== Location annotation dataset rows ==
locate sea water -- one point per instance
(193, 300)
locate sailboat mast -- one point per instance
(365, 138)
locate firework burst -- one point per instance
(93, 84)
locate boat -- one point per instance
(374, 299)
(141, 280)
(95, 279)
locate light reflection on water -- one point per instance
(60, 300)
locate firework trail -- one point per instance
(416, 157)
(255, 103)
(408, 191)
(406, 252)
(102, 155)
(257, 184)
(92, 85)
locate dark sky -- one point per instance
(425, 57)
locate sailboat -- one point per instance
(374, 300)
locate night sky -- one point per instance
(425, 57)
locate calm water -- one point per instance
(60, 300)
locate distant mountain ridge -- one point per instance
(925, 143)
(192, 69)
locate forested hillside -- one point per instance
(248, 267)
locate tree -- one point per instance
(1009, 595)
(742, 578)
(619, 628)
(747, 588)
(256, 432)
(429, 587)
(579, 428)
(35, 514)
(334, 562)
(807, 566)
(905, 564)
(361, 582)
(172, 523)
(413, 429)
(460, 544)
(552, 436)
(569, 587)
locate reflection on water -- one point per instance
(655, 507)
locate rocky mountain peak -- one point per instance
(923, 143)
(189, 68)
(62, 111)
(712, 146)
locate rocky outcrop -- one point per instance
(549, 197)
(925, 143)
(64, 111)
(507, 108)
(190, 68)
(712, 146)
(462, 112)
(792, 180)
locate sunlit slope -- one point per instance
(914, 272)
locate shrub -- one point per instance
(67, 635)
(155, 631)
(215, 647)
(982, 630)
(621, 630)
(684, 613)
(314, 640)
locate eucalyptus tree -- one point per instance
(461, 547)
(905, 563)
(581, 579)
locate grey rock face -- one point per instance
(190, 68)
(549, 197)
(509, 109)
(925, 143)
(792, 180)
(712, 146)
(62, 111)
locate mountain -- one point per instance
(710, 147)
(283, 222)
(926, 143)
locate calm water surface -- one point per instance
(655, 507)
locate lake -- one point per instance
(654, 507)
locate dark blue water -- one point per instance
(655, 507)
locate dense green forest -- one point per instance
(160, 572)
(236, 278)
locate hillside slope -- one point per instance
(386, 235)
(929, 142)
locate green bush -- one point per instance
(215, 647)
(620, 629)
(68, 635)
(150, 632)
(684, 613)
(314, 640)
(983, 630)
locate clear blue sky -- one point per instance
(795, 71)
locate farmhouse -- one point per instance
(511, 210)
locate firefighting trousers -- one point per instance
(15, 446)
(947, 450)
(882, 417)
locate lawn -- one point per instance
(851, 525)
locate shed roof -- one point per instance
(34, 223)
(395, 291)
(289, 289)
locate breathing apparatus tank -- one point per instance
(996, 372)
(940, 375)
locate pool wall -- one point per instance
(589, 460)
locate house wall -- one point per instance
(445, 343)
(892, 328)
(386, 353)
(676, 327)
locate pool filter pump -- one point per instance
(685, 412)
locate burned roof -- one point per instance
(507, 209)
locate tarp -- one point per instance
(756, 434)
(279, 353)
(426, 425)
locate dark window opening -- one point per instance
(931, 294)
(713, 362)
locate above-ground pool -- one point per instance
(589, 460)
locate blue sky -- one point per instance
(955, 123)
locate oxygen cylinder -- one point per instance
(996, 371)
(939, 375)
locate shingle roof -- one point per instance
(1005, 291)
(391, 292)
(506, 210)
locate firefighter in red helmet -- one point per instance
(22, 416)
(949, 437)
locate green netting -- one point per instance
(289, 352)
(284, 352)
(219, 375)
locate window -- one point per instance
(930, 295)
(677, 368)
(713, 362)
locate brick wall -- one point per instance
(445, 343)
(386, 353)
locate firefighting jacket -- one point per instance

== Task to complete ==
Copy out every row above without changing any character.

== Answer to the problem ==
locate sea water -- one point per instance
(193, 300)
locate sailboat mast -- one point per instance
(365, 138)
locate firework burst -- one point per instance
(93, 84)
locate boat -- one point per instance
(374, 299)
(141, 280)
(95, 279)
locate light reflection on water -- one point per instance
(60, 300)
locate firework trail -- one point per instance
(416, 157)
(255, 103)
(408, 191)
(406, 252)
(102, 155)
(257, 184)
(92, 85)
locate dark sky -- one point per instance
(425, 57)
locate sailboat -- one point per instance
(374, 300)
locate night sky -- one point per instance
(425, 57)
locate calm water -- one point per instance
(60, 300)
locate distant mountain ridge -- one point per instance
(925, 143)
(192, 69)
locate forested hillside -- one point per instance
(248, 267)
locate tree -- one point per instance
(1009, 595)
(742, 578)
(619, 628)
(747, 588)
(256, 432)
(429, 587)
(579, 428)
(35, 514)
(334, 562)
(807, 566)
(905, 564)
(361, 582)
(172, 523)
(413, 429)
(460, 544)
(552, 436)
(569, 587)
locate reflection on water -- one point per instance
(655, 507)
locate rocky mountain peak -- one point per instance
(923, 143)
(189, 68)
(62, 111)
(712, 146)
locate rocky outcrop -- one point per instance
(549, 197)
(925, 143)
(64, 111)
(507, 108)
(190, 68)
(712, 146)
(462, 112)
(792, 180)
locate sunlit slope -- one point per instance
(914, 272)
locate shrub -- one point per instance
(67, 635)
(155, 631)
(215, 647)
(982, 630)
(621, 630)
(684, 613)
(314, 640)
locate eucalyptus tree -- one point per instance
(461, 547)
(905, 563)
(581, 579)
locate grey rock face -- one point per instance
(190, 68)
(549, 197)
(509, 109)
(925, 143)
(792, 180)
(712, 146)
(62, 111)
locate mountain -- one point per instance
(710, 147)
(283, 222)
(926, 143)
locate calm water surface -- one point per instance
(655, 507)
locate lake -- one point per instance
(654, 507)
locate dark blue water -- one point per instance
(655, 507)
locate dense green forest -- one point per instance
(160, 572)
(236, 278)
locate hillside slope -- one point per instance
(386, 235)
(929, 142)
locate green bush -- one point per instance
(215, 647)
(620, 629)
(68, 635)
(150, 632)
(684, 613)
(314, 640)
(983, 630)
locate clear blue sky -- one point per instance
(795, 71)
locate farmhouse -- one point per instance
(511, 210)
locate firefighting trousers -- one point per instance
(15, 446)
(947, 450)
(882, 417)
locate lawn -- one point per instance
(851, 525)
locate shed roof -- one point per instance
(34, 223)
(395, 291)
(289, 289)
locate breathing apparatus tank -- one point per instance
(996, 372)
(940, 375)
locate pool wall -- one point per instance
(589, 460)
locate house wall -- one point per instance
(445, 343)
(892, 328)
(386, 353)
(676, 327)
locate pool filter pump -- one point per instance
(685, 412)
locate burned roof -- one point per instance
(507, 209)
locate tarp -- one point per instance
(756, 434)
(279, 353)
(426, 425)
locate dark window opening -- one point per instance
(931, 294)
(713, 362)
locate above-ground pool -- one point per instance
(589, 460)
locate blue sky -- one point per instance
(955, 123)
locate oxygen cylinder -- one point per instance
(996, 371)
(939, 375)
locate shingle roof -- one point per instance
(1005, 291)
(391, 292)
(506, 210)
locate firefighter in red helmet -- one point per instance
(22, 416)
(949, 437)
locate green netting -- one point per instance
(289, 352)
(284, 352)
(219, 375)
locate window -- one point per instance
(930, 295)
(677, 368)
(713, 362)
locate brick wall -- one point per instance
(445, 343)
(386, 353)
locate firefighting jacket -- one point per instance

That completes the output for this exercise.